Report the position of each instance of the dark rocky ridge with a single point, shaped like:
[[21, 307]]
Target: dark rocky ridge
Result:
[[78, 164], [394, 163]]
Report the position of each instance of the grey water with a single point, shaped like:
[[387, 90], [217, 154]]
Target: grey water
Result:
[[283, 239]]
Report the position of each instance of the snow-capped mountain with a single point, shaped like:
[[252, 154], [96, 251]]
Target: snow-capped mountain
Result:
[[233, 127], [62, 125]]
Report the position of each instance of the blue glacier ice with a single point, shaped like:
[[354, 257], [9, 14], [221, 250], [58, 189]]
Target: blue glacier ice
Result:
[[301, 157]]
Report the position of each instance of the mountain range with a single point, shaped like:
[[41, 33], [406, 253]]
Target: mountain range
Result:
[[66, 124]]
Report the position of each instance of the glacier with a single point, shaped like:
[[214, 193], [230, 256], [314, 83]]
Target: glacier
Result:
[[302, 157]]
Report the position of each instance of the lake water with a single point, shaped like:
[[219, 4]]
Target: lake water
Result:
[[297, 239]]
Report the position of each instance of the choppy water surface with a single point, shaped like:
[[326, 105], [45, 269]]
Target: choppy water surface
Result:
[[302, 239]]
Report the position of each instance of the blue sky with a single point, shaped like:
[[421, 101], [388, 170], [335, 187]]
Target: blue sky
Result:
_ _ _
The output consists solely of the lines from the line that contains "Report the position of each instance of the glacier" through the final line of the data.

__Answer area__:
Report the position of each instance of the glacier with a single point, shaped like:
[[214, 193], [230, 256], [314, 83]]
Target: glacier
Result:
[[302, 157]]
Report the position of each instance of the lake water with a single point, shaped like:
[[219, 4]]
Target: lake water
Result:
[[297, 239]]
Report the position of each instance of the choppy water surface with a single point, shaped like:
[[326, 105], [45, 269]]
Target: choppy water surface
Result:
[[302, 239]]
Report the position of each instance of the blue sky with a single point, shaped like:
[[421, 101], [388, 170], [335, 187]]
Target: blue sky
Result:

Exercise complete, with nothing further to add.